## BEGIN

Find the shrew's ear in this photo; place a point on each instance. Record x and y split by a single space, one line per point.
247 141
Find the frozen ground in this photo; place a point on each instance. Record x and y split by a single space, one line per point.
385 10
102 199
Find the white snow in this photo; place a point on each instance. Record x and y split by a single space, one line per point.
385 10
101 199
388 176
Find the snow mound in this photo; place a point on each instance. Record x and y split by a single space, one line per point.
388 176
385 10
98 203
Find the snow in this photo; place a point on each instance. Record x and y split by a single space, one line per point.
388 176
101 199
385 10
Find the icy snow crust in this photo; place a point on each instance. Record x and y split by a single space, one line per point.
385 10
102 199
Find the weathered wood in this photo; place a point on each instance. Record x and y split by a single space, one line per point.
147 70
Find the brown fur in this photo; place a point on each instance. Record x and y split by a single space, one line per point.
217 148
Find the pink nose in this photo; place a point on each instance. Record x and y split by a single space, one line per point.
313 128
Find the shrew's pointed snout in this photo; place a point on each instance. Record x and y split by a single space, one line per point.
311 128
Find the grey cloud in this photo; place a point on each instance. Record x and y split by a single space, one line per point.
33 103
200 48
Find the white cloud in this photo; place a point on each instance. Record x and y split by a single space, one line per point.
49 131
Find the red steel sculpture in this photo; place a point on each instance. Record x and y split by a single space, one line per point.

## END

TASK
Reproduce all of the data above, changing each occurrence of "instance" to "occurrence" and leaving every other part unaltered.

COMPLETE RESPONSE
Find the shrew's ear in this photo; place a point on each occurrence. Record x and y split by a single space, one line per point.
247 141
Find the frozen ground in this photo; place a point on each occurrence. Record x and y split by a single space, one line per point.
385 10
102 199
Find the white snow in this photo; place a point on each occurrence. Record x and y split by a single space, one line per point.
385 10
101 199
388 176
Find the snow mound in this photo; place a point on each occurrence. Record x and y split by a single space, one line per point.
388 176
385 10
98 203
Find the snow in this photo; place a point on each occurrence. Record x and y split by a single space, one line per point.
388 176
101 199
385 10
Find the icy snow crust in this photo; place a point on each occurrence. Record x and y split by a single space, one line per point.
385 10
102 199
Find the weathered wood in this photo; place a point on each occurrence. Record x and y split by a single space, one line per point.
147 70
Find the brown fur in this photo; place a point on each occurrence. Record x and y split by a single space, one line per point.
217 148
Find the pink nose in this photo; place a point on each occurrence. Record x and y split by a single space, one line per point.
313 128
Find the shrew's pointed snout in this photo; place a point on each occurrence. Record x and y split by a single space, one line per point.
311 128
Find the grey cloud in this photo; place a point on each occurrence. Record x and y split by a single space, one line per point.
33 103
200 48
Find the white cloud in this photo; place a point on each occurrence. Record x and y split by a single space, one line per point.
49 131
Find the red steel sculpture in this photo; place a point on each occurrence. Record x and y split by a single space, one line per point.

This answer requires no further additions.